What is expected ->
Copy the entries below line for line, with no changes.

Records supplied ->
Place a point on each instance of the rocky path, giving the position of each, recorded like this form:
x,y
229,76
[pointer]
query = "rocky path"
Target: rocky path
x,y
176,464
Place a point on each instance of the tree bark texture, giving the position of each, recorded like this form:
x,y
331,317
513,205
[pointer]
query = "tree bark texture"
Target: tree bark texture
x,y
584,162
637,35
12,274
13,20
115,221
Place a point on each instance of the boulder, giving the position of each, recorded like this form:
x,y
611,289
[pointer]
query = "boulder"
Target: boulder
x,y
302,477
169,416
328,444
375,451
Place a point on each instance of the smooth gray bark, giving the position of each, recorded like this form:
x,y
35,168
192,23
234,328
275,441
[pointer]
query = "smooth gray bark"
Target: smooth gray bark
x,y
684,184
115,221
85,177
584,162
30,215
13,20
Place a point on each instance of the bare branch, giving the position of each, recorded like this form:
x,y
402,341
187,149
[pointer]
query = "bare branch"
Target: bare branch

Task solution ->
Place a point on each instance of the rocky path, giving the position of each, recorded like this form:
x,y
229,76
[pointer]
query = "rocky path"
Target: rocky path
x,y
176,464
Place a point on each instance of the tree bark texture, giving the position of each, recorded like this form:
x,y
331,317
513,205
[pointer]
query = "tree bark texture"
Target: tree bark texture
x,y
584,162
637,35
12,274
13,20
115,221
Place a point on each instance of the boulder, giving the position of each, recorded like this form:
x,y
611,289
[pointer]
query = "boulder"
Target: boulder
x,y
302,477
169,416
328,444
375,451
Place a point on each instance of the smooth gray bark, giving the position of each, recorded like this form:
x,y
35,168
192,23
234,328
275,441
[pointer]
query = "smooth gray bark"
Target: smooth gray bark
x,y
684,184
115,221
85,177
584,162
30,215
13,20
Place a point on each instance of the bare branch, giving the position of each, recorded like this form:
x,y
402,341
187,149
[pointer]
query = "bare branch"
Target: bare branch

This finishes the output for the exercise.